ELENCO COMPITI |
1. Nel testo su Paolo VI, con quale soprannome fu chiamato il pontefice?
2. Quali righe dei dati contengono la stringa "player"? Estraile tutte, distinguendo tra maiuscole e minuscole.

TESTO DA LEGGERE |
++++++++++++++++++++

Il
pontificato di "Paolo Mesto"
Caro Montanelli,
è appena ricorso il 22° anniversario della morte di Paolo VI, un
pontefice troppo spesso considerato amletico e dubbioso, se è vero che
fu soprannominato « Paolo Mesto ».
Qual è il suo giudizio sulla sua figura e sul suo pontificato? Lo
chiedo a lei perché di storia se ne intende almeno un milione di volte
più di me.
Franco Maria Boschetto, franco.boschetto@tin.it
Caro Boschetto,
la sua domanda mi mette alquanto a disagio. Per due motivi. Primo, perché
della Curia e dei suoi personaggi, protagonisti e comprimari, so poco, e
quindi poco so anche di Montini che in Curia era, si può dire, nato: lì
aveva fatto tutta la sua carriera, e ne aveva tutte le stigmate. Il
secondo motivo è che la mia testimonianza può essere anche
involontariamente viziata da un certo personale risentimento. Quando egli
arrivò a Milano come Arcivescovo, ma senza cappello cardinalizio (ed era
- mi hanno detto - la prima volta che succedeva nella storia
dell’Arcidiocesi Ambrosiana), invitò gli editori del Corriere , i tre
fratelli Crespi, a rompere i rapporti di collaborazione con Alberto
Moravia e col sottoscritto. Da veri editori quali erano, i Crespi, a nome
dei quali parlò quello di loro che più si occupava del giornale, Aldo,
risposero che quello era un problema che riguardava il Direttore, e che
quindi si rivolgesse a lui. L'Arcivescovo non lo fece perché capì -
immagino - l’inopportunità di quel passo, di cui io fui informato solo
molto tempo dopo. E non sono mai riuscito a capirne il perché. Quindi lei
diffidi delle mie parole che potrebbero essermi suggerite dal rancore,
anche se in realtà non ne provo nessuno.

++++++++++++++++++++

DATI ESTRATTI |
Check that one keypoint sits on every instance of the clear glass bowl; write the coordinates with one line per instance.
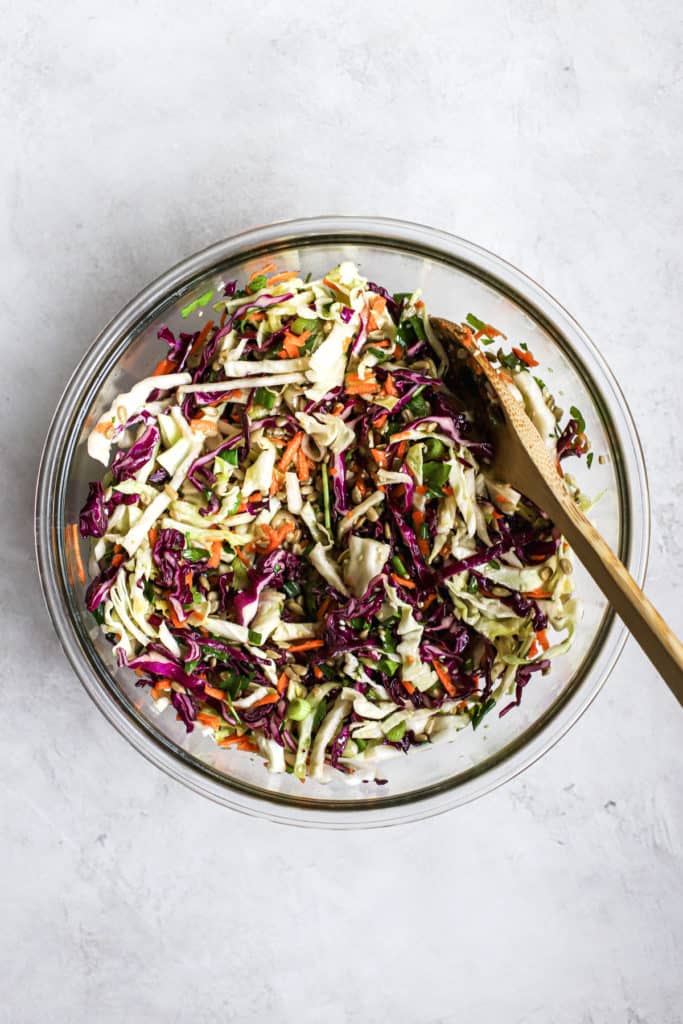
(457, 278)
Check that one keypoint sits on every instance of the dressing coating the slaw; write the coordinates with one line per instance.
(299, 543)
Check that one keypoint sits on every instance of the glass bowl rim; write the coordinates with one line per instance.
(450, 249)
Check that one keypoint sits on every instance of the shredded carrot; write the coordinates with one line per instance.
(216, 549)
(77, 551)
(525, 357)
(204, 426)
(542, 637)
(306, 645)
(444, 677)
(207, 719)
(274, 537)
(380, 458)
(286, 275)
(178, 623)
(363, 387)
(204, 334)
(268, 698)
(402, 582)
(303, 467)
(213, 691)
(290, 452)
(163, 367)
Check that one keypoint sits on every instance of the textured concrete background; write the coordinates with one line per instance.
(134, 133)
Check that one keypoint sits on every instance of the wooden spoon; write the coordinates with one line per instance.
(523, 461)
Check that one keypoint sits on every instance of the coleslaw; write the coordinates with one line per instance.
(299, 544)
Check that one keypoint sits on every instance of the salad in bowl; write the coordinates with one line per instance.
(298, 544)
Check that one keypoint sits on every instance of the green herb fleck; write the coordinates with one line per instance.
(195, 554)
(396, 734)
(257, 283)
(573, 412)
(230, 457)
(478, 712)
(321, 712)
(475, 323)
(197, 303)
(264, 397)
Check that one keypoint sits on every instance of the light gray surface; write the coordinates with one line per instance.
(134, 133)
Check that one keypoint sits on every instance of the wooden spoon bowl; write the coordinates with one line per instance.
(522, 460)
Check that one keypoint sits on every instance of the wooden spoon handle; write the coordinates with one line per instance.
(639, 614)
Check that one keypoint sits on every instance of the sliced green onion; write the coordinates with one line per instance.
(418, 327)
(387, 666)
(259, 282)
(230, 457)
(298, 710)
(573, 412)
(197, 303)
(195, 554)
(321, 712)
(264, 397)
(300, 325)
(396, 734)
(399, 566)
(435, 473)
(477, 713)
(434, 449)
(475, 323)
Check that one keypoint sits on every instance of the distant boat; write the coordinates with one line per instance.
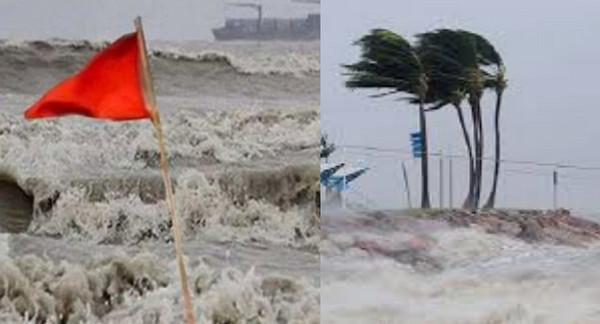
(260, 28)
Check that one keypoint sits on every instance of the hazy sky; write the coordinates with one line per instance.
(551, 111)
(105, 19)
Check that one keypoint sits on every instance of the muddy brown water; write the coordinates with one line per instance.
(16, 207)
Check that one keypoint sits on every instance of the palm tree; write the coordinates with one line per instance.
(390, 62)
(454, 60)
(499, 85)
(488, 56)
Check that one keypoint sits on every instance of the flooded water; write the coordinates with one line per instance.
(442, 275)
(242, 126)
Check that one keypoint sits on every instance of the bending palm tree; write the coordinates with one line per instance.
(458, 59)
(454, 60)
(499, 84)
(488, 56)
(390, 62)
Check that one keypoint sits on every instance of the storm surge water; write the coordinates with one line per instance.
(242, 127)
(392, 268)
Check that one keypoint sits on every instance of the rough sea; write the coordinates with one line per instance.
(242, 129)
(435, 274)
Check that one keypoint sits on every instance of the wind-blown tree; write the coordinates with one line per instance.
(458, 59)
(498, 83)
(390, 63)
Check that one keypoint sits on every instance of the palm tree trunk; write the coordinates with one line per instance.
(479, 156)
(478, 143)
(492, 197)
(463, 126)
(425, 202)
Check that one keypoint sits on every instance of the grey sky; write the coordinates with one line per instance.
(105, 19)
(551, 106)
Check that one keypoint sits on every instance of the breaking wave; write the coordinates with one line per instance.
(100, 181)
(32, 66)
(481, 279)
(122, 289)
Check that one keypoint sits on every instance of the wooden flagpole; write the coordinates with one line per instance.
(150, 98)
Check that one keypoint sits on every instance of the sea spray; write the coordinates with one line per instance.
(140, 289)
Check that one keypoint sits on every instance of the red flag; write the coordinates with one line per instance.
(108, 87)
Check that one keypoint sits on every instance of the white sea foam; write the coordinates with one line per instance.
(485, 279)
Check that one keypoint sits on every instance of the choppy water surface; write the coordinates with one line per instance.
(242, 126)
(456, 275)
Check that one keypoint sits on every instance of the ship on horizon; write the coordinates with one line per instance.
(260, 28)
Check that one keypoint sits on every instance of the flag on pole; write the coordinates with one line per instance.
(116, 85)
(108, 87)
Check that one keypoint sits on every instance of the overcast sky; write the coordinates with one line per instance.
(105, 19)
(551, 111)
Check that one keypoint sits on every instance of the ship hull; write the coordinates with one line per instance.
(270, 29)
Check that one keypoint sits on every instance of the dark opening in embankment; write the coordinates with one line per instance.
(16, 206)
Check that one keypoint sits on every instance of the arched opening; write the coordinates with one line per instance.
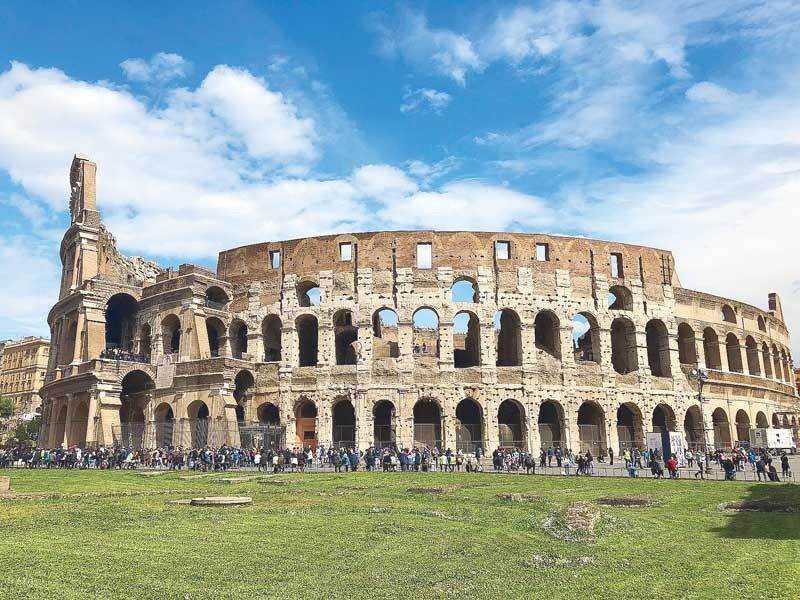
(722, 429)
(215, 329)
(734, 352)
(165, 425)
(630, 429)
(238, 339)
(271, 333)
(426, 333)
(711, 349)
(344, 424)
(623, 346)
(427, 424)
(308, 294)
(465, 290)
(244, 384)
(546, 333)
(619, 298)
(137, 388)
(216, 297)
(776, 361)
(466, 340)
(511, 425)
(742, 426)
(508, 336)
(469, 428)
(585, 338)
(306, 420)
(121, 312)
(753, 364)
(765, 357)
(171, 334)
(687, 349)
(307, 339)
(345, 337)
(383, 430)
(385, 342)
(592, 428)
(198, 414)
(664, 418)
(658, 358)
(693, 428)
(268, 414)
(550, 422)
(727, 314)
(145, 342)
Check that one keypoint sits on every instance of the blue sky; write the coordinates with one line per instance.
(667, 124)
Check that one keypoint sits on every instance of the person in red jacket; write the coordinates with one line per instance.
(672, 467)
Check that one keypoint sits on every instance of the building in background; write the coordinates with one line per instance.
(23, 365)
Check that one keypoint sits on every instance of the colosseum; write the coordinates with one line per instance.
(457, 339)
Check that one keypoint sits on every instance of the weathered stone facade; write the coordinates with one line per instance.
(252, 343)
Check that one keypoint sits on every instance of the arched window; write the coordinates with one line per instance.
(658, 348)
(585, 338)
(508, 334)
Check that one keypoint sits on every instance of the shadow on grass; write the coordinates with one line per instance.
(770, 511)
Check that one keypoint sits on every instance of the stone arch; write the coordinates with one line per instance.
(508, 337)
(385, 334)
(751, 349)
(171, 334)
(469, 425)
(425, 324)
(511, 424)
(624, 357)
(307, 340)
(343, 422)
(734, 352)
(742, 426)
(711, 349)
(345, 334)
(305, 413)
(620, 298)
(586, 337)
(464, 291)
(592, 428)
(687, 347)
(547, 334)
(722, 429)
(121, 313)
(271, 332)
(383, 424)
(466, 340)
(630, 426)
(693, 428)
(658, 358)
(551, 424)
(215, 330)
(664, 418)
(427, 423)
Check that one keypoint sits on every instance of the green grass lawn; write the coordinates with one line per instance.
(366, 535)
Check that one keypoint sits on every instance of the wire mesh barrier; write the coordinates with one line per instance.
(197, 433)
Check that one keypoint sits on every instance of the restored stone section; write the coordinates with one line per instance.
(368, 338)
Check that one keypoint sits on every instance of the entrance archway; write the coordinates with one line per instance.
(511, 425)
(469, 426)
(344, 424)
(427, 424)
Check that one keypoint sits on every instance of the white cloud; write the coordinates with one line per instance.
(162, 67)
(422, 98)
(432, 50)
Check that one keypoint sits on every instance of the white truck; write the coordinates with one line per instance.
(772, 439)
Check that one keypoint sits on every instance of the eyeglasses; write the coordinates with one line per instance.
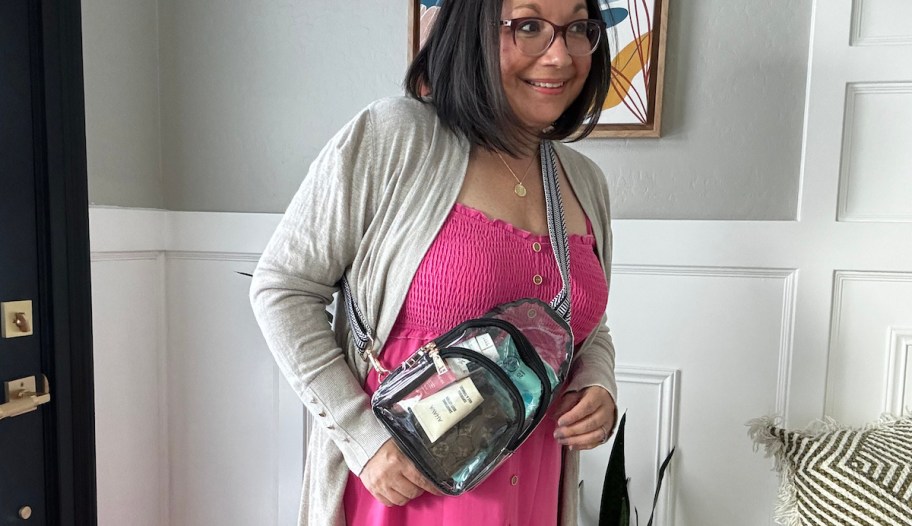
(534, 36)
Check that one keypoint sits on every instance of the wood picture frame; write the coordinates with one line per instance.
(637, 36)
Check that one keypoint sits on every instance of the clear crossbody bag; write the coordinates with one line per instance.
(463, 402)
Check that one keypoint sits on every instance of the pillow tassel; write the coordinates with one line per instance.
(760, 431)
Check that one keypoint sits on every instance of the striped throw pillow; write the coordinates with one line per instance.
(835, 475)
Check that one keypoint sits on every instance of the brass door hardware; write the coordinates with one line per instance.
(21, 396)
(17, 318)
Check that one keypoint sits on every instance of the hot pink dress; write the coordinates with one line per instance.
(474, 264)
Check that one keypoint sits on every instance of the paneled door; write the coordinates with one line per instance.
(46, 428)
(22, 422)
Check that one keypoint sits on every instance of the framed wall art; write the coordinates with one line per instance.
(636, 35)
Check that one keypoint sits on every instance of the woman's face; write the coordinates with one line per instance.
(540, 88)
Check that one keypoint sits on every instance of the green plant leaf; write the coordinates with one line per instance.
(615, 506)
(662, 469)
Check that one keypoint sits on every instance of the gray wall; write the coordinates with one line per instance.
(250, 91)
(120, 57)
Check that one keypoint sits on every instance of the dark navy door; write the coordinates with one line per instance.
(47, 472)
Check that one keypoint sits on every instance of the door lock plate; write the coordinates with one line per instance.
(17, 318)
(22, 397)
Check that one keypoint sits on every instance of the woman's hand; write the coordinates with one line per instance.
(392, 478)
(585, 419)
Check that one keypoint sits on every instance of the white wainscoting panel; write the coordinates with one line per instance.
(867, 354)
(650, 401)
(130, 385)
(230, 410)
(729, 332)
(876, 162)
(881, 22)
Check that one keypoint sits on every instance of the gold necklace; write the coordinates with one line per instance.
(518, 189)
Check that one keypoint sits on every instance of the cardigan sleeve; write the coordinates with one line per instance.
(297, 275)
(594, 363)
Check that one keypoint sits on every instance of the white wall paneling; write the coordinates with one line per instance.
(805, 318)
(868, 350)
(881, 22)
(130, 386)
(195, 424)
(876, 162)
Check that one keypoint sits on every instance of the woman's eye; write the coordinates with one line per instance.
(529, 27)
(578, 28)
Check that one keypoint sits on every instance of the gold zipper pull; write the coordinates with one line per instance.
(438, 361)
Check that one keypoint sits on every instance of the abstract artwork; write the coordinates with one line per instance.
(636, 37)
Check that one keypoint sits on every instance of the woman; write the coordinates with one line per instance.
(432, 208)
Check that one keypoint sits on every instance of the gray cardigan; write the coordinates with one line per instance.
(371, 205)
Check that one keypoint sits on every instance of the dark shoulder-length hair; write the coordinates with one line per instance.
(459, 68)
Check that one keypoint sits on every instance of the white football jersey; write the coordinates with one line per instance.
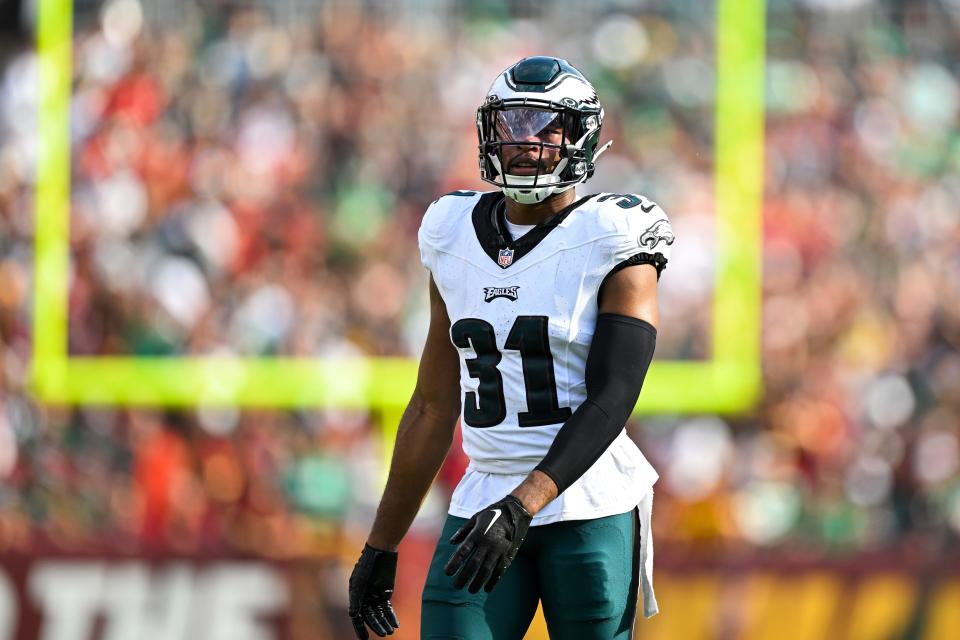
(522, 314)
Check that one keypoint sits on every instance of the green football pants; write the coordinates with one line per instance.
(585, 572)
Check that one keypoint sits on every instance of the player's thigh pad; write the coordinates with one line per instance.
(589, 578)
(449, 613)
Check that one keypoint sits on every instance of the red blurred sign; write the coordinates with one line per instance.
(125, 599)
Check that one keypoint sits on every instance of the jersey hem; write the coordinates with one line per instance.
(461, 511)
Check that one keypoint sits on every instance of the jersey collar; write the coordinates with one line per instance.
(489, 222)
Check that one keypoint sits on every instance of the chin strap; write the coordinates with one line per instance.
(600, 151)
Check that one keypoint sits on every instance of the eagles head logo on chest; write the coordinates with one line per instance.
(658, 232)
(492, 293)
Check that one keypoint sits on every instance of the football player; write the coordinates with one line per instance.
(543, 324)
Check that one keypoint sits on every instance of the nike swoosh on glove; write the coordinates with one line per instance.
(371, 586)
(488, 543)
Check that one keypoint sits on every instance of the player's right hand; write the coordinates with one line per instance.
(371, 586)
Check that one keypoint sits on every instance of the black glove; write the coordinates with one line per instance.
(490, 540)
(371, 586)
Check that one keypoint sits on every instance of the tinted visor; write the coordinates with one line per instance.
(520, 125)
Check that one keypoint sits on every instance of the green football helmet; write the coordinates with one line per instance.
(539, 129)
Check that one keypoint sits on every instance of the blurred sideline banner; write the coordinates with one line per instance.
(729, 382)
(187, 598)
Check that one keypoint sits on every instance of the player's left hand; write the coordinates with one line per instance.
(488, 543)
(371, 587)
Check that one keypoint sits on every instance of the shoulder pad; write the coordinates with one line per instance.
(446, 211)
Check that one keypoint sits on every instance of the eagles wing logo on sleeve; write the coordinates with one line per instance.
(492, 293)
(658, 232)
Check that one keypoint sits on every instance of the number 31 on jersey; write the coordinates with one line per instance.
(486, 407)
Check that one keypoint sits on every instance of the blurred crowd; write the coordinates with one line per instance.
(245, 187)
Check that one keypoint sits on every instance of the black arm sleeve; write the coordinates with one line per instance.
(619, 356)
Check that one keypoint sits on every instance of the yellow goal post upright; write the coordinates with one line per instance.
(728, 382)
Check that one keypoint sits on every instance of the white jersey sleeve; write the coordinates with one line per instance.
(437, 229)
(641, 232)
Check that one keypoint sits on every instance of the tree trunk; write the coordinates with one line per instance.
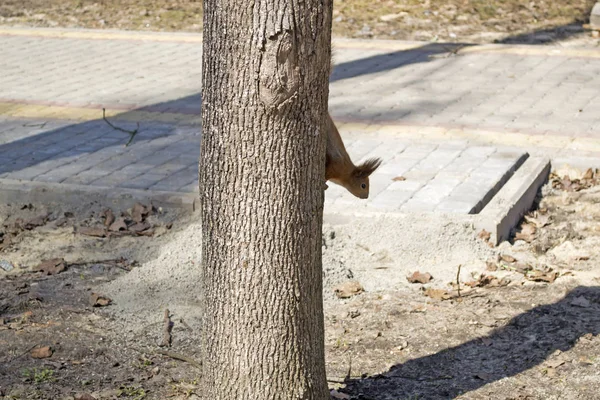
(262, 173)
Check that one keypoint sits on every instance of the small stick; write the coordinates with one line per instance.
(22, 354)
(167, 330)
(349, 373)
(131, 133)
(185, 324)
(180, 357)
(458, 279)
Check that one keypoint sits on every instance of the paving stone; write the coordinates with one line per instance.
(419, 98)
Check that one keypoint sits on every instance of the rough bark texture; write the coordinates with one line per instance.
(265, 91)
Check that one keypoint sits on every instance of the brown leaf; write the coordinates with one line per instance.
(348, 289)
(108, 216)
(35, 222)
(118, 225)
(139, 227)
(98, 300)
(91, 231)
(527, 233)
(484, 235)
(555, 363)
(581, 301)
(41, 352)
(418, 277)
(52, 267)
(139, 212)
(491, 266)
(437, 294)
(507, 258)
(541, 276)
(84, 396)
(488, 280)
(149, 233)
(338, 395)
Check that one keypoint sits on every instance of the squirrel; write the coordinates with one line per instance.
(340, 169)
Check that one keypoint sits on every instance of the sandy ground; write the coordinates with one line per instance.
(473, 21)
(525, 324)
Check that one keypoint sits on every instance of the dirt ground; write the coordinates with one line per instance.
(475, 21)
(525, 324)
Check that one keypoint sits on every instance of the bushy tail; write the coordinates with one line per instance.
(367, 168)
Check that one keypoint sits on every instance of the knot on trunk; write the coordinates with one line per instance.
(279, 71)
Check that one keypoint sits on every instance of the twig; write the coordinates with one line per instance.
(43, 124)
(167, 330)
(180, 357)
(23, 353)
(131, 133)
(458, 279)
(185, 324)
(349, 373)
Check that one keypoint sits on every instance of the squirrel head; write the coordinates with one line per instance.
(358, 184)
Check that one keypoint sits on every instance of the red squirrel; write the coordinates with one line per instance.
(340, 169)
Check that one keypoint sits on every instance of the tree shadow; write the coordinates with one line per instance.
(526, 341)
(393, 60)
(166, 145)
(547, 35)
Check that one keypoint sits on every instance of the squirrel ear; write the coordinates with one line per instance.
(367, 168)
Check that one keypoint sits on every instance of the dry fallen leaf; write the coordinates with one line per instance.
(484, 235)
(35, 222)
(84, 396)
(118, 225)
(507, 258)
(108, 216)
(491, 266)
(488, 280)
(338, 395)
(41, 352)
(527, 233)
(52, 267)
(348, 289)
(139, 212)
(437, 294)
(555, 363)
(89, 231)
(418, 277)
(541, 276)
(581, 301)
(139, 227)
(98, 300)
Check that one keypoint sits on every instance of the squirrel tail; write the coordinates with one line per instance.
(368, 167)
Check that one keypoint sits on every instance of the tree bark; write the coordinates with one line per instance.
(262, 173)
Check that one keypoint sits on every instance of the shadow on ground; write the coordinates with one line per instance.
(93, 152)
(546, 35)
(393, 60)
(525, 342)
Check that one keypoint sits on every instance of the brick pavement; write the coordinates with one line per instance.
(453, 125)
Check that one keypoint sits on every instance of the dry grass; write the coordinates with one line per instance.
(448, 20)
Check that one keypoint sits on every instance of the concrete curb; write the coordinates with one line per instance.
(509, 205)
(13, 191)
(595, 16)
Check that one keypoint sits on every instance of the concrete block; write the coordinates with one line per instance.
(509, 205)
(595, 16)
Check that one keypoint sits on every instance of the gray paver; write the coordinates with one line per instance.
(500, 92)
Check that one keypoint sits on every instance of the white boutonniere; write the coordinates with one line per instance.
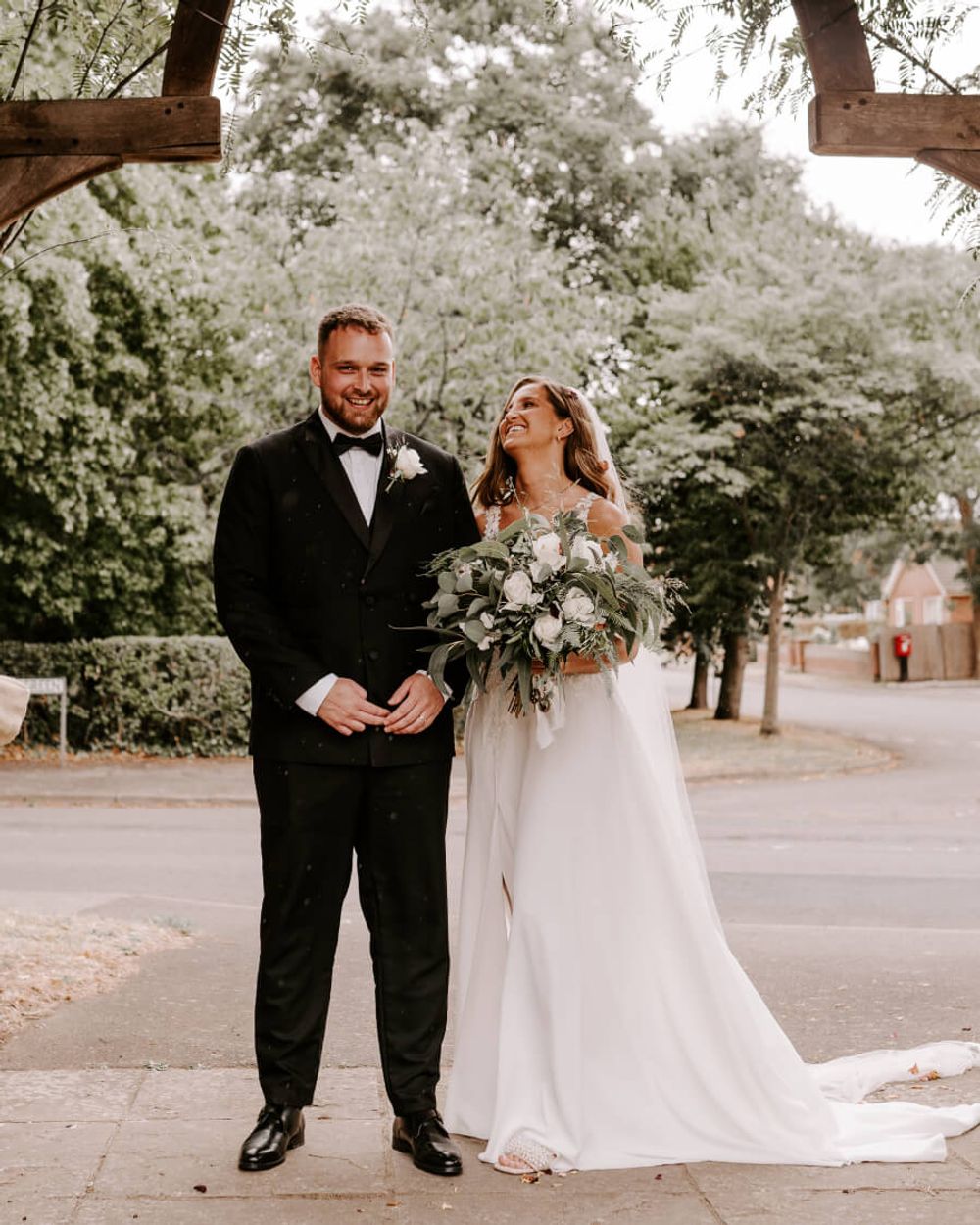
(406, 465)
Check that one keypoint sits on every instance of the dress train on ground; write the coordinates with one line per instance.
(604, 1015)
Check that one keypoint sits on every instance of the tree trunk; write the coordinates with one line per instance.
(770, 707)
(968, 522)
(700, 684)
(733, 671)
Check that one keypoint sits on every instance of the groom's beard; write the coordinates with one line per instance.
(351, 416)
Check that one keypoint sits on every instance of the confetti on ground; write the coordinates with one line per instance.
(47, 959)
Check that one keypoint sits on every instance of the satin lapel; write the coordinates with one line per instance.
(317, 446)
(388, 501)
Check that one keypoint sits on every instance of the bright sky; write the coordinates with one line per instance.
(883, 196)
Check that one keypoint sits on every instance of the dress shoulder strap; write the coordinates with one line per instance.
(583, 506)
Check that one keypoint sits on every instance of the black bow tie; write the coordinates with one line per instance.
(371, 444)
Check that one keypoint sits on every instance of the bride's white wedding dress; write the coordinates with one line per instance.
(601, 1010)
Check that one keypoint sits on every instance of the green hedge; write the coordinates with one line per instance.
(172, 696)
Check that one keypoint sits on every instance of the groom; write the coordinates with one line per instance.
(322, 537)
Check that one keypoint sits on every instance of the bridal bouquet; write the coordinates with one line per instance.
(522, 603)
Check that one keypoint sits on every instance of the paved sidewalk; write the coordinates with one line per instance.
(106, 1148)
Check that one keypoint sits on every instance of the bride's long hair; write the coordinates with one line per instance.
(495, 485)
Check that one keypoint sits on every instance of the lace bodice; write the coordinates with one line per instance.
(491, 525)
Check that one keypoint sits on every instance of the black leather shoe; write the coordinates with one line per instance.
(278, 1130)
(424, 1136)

++++++++++++++++++++

RISULTATI PER COMPITO |
1. «Paolo Mesto»

2.
Check that one keypoint sits on every instance of the player's thigh pad; write the coordinates with one line per instance.
Check that one keypoint sits on every instance of the football player; write the coordinates with one line per instance.
Check that one keypoint sits on every instance of the player's right hand; write the coordinates with one line per instance.
Check that one keypoint sits on every instance of the player's left hand; write the coordinates with one line per instance.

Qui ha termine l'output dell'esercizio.